Source records
============

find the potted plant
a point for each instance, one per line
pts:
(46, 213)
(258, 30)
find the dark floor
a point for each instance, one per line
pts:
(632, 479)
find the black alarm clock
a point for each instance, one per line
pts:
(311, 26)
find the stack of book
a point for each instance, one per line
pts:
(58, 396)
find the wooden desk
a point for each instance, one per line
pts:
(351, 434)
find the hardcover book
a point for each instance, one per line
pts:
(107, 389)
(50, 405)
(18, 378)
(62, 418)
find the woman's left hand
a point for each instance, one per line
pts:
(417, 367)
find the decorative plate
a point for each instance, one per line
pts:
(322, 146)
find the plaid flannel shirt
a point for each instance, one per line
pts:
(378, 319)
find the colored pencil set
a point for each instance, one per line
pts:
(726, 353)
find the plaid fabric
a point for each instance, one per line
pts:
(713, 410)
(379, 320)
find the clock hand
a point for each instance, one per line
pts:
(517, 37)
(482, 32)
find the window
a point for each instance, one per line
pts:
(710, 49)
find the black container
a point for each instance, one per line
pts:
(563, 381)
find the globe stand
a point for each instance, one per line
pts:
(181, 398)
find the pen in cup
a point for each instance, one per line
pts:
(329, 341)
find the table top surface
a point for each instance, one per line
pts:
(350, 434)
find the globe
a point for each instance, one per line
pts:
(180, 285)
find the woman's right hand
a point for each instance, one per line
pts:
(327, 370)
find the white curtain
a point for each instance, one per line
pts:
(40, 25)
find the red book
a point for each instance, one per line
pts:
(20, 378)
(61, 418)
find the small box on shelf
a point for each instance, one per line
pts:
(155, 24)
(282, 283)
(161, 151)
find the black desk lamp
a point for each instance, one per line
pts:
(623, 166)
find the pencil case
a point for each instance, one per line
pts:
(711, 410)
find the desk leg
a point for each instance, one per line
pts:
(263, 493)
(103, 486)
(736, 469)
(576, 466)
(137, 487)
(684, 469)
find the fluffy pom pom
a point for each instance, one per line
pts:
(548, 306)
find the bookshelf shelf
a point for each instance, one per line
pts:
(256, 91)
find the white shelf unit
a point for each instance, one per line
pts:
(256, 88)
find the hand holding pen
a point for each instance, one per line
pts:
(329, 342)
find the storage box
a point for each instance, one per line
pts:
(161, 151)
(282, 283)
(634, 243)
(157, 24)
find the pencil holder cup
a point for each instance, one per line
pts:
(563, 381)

============

Task prompt :: Copy out each entry precisely. Leave nothing out.

Task answer ::
find the potted plant
a point for each instance, one per line
pts:
(46, 213)
(258, 30)
find the dark floor
a point for each instance, one per line
pts:
(632, 479)
find the black alarm clock
a point for each instance, one per line
pts:
(311, 26)
find the stack of book
a point for each instance, one per line
pts:
(58, 396)
find the wooden desk
a point for each instance, one per line
pts:
(351, 434)
find the hardcover book
a point for each instance, one per line
pts:
(107, 389)
(50, 405)
(18, 378)
(62, 418)
find the woman's left hand
a point for each instance, one per line
pts:
(417, 367)
find the decorative plate
a point for each instance, one per line
pts:
(322, 146)
find the plaid flannel shirt
a point for each instance, one per line
pts:
(378, 319)
find the colored pencil set
a point for each instance, one per line
pts:
(726, 353)
find the plaid fabric
a point for each instance, one per line
pts:
(713, 410)
(379, 320)
find the clock hand
a point for each instance, one per line
pts:
(517, 37)
(482, 32)
find the window
a point for each instance, one per line
pts:
(710, 49)
find the black container
a point for each instance, one per line
pts:
(563, 381)
find the globe stand
a point for each instance, one per line
pts:
(181, 398)
find the pen in cup
a point for each instance, one per line
pts:
(329, 341)
find the table top surface
a point for each instance, one per line
pts:
(350, 434)
find the globe
a point for each instance, one per line
pts:
(180, 285)
find the woman's right hand
a point for each instance, one per line
pts:
(327, 370)
find the white curtain
a point for each instance, one per line
pts:
(40, 25)
find the red book
a point for each instance, one per line
pts:
(20, 378)
(61, 418)
find the small box on shelf
a point for each instance, one per line
pts:
(155, 24)
(282, 283)
(161, 151)
find the black desk lamp
a point for each instance, one per line
pts:
(623, 166)
find the pencil case
a point for each instance, one per line
pts:
(711, 410)
find the desk leg
a point for each instance, one per line
pts:
(263, 493)
(103, 486)
(736, 469)
(576, 466)
(137, 487)
(684, 469)
find the fluffy pom pom
a point for each instance, one per line
pts:
(548, 306)
find the bookshelf shelf
a point for each instance, one per line
pts:
(256, 91)
find the white shelf unit
a point for each instance, one per line
pts:
(256, 88)
find the hand holding pen
a point for each instance, one per line
pts:
(329, 342)
find the storage box
a point for each instance, one per line
pts:
(161, 151)
(282, 283)
(634, 243)
(157, 24)
find the pencil holder cup
a point for each instance, one per line
pts:
(563, 381)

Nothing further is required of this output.